Recorded data below:

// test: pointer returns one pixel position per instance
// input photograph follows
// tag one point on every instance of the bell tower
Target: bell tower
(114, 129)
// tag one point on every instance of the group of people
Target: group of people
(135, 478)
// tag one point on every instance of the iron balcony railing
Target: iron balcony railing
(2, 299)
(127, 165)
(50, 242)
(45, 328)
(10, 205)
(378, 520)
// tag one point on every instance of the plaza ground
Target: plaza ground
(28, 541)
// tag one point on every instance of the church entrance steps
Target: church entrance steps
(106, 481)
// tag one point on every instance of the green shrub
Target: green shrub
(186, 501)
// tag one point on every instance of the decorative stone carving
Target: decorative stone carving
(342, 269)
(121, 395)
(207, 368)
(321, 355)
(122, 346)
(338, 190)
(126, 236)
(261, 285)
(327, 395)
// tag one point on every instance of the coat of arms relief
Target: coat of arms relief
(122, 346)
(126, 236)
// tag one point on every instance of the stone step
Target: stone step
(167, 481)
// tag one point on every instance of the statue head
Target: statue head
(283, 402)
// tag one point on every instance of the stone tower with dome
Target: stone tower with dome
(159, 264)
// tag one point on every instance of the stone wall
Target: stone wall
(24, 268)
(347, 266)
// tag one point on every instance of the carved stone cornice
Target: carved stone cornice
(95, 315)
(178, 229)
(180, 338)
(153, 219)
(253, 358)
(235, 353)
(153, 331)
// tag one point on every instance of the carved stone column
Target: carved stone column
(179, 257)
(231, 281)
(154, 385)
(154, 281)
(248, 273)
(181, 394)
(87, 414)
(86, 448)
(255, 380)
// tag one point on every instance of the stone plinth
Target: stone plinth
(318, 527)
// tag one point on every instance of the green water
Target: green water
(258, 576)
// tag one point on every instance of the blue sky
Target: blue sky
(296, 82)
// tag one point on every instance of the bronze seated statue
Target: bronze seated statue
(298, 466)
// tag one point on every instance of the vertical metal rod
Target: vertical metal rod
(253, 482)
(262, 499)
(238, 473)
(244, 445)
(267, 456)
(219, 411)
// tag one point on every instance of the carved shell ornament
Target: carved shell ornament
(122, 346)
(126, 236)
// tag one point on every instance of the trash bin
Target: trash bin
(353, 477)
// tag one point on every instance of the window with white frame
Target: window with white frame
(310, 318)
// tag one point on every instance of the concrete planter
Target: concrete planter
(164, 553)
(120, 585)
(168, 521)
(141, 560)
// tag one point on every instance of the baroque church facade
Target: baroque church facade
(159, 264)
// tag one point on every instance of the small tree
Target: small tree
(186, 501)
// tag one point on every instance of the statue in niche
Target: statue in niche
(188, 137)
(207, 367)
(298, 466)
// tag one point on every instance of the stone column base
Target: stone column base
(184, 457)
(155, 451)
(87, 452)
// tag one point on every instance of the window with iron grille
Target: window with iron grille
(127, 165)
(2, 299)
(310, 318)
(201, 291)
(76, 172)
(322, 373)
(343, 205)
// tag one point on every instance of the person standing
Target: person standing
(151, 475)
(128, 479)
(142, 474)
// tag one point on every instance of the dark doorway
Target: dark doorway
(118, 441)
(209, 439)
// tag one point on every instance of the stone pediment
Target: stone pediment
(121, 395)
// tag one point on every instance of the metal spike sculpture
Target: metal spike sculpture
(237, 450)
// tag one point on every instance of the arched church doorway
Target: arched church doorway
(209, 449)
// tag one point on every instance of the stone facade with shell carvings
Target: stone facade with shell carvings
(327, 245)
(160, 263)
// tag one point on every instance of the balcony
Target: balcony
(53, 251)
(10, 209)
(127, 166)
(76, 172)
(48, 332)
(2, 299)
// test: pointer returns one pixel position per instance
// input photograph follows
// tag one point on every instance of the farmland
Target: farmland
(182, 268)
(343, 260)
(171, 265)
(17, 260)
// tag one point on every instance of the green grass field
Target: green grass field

End of Recorded data.

What the exercise asks>
Every entry above should be written out again, precisely.

Result below>
// test: pointer returns one pixel position per instance
// input photograph follows
// tag one point on every instance of the bell tower
Target: bell tower
(114, 129)
// tag one point on every instance of the group of people
Target: group of people
(135, 478)
// tag one point on every instance of the iron balcony railing
Target: iron balcony railing
(2, 299)
(127, 165)
(50, 242)
(45, 328)
(10, 205)
(378, 520)
// tag one point on every instance of the plaza ground
Target: plaza ground
(28, 541)
// tag one point on every instance of the church entrance steps
Target: church entrance steps
(106, 481)
// tag one point on every instance of the green shrub
Target: green shrub
(186, 501)
// tag one point on every instance of the decorative stone carving
Target: decorative stone carving
(342, 269)
(121, 395)
(207, 368)
(321, 355)
(122, 346)
(338, 190)
(126, 236)
(261, 285)
(327, 395)
// tag one point on every instance of the coat of arms relief
Target: coat of arms relief
(122, 346)
(126, 236)
// tag one point on every instance of the stone step
Target: stone step
(167, 481)
// tag one point on every instance of the statue head
Target: statue head
(283, 402)
// tag one point on every instance of the stone tower with dome
Target: stone tower with dome
(159, 264)
// tag one point on every instance of the stone wall
Target: stone wall
(24, 268)
(347, 266)
// tag one point on every instance of the carved stone cornice
Target: carved stone cornice
(95, 315)
(178, 229)
(180, 338)
(153, 219)
(253, 358)
(235, 353)
(153, 331)
// tag one point on every instance of the carved stone column
Target: carved stone column
(179, 257)
(231, 281)
(154, 385)
(154, 281)
(248, 273)
(181, 394)
(87, 414)
(86, 448)
(255, 380)
// tag one point on every instance of the stone plinth
Target: stone plinth
(318, 527)
// tag one point on every instance of the green water
Target: green water
(258, 576)
// tag one point on every instance of the blue sky
Target: blue sky
(296, 82)
// tag one point on every instance of the bronze seated statue
Target: bronze seated statue
(298, 466)
// tag one point on every instance of the vertical metal rod
Target: vertical metal rod
(253, 482)
(262, 499)
(238, 473)
(244, 445)
(267, 456)
(219, 411)
// tag one point on every instance of the carved shell ornament
Target: carved shell ornament
(122, 346)
(126, 236)
// tag one point on every instance of the trash bin
Target: trash bin
(353, 477)
// tag one point on every instance of the window with white frame
Target: window with white frame
(310, 318)
// tag one point on every instance of the concrete planter
Target: concrete planter
(164, 553)
(120, 585)
(168, 521)
(141, 560)
// tag one point on every instance of the baroque church facade
Target: baroque church facade
(159, 264)
// tag one point on every instance of the small tree
Target: small tree
(186, 501)
// tag one point on every instance of the statue in niche
Target: statue in niche
(188, 137)
(207, 367)
(298, 466)
// tag one point on every instance of the stone column base
Target: stone column base
(184, 457)
(155, 451)
(87, 452)
// tag one point on every instance of the window with iron grille
Target: window with iron grille
(127, 165)
(2, 299)
(310, 318)
(201, 291)
(76, 172)
(322, 373)
(343, 205)
// tag one point on every instance of the person standing
Target: person standing
(151, 475)
(128, 479)
(142, 474)
// tag one point on every instance of the dark doorway
Target: dark doorway
(118, 441)
(209, 439)
// tag one point on every instance of the stone pediment
Target: stone pediment
(121, 395)
// tag one point on every instance of the metal spike sculpture
Target: metal spike sculpture
(237, 450)
// tag one point on every instance of the arched church doorway
Target: arched church doorway
(209, 449)
// tag one point on every instance of the stone facade with shell carvings
Target: stone facade with shell carvings
(327, 245)
(160, 263)
// tag one point on every instance of the balcony
Target: balcony
(53, 251)
(10, 209)
(127, 166)
(76, 172)
(48, 332)
(2, 299)
// test: pointer returns one pixel position per instance
// input photograph follows
// tag one point on every instance of the farmland
Target: farmland
(182, 268)
(343, 260)
(171, 265)
(17, 260)
// tag one point on every instance of the green grass field
Target: green grass field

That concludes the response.